▶ Passage:
______________________________

Non capturing regex in combination with strings

784 views Asked by At

I want to write a program that searches within a string for one or more words. If these words are found, I want to replace them with regex_replace by something else, for this purpose let's say simply with white space " ". What I don't want, however, is replacing the stuff that might stand between them. I've written the following lines (with Viusal Studio 2015 C++):

#include <iostream>
#include <regex>

using namespace std;

int main()
{
    string test{ "Hier drin wird gesucht und auch ersetzt." };
    string a{ "drin" };
    string b{ "auch" };
    regex r( R"(\b)" + a + R"(\b.*\b)" + b + R"(\b)");
    string result = regex_replace(test, r, " ");
    cout << result << endl;
    system("pause");

    return 0;
}

I've declared variables for the words I'm looking for because for the purpose of this program they come from a file. I know that there is the concept of non capturng groups, but if I replace the line

    regex r( R"(\b)" + a + R"(\b.*\b)" + b + R"(\b)");

by

    regex r( R"(\b)" + a + R"(\b(?:.*)\b)" + b + R"(\b)");

the output is still the same, namely

Hier ersetzt.

So, everything between the two words including the two words (same thing for more words) is replaced in spite of having put the non capturing group. I think I'm messing up something with these groups. I've already tried to make three groups of the above expression, but the result was always wrong.

______________________________

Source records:
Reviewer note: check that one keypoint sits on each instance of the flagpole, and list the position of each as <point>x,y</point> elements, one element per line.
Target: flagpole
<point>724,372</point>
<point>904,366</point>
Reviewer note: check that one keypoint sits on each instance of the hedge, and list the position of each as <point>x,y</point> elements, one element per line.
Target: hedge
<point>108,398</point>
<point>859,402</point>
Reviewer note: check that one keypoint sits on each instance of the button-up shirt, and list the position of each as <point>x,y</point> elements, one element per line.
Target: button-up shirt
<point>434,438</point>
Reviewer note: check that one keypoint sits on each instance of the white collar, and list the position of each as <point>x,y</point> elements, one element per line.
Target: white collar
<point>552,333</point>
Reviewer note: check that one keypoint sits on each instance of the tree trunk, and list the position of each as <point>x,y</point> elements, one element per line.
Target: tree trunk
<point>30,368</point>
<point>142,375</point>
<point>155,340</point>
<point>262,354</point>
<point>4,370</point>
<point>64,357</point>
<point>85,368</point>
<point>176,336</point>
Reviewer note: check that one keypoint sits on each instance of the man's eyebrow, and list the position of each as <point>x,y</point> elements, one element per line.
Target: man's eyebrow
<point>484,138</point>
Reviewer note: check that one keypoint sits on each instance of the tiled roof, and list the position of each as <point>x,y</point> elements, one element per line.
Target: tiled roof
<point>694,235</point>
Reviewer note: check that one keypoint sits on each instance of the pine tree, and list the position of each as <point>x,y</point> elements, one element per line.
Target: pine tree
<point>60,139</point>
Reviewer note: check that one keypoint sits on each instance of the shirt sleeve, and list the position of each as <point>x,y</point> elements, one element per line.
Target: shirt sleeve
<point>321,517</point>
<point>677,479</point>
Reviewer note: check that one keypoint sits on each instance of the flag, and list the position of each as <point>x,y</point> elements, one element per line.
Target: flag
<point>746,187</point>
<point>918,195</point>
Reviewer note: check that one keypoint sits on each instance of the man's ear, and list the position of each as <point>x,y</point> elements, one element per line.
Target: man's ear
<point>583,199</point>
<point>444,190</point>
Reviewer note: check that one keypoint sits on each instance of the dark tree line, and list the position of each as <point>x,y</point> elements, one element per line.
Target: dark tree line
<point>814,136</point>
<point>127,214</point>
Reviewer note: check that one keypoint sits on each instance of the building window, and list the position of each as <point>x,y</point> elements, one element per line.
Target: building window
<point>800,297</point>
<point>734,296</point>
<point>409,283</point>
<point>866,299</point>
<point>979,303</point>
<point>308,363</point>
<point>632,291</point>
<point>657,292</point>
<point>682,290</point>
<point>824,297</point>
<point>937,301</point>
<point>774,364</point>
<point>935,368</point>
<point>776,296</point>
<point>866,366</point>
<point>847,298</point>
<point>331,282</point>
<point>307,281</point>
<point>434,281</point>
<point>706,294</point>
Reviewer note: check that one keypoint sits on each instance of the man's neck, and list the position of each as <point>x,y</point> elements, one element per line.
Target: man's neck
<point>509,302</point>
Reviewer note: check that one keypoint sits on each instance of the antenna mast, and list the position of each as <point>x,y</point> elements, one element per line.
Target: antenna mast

______________________________

▶ Problem to solve:
List the names of all variables declared with type string in the C++ program of the regex question above.

▶ Written answer:
test, a, b, result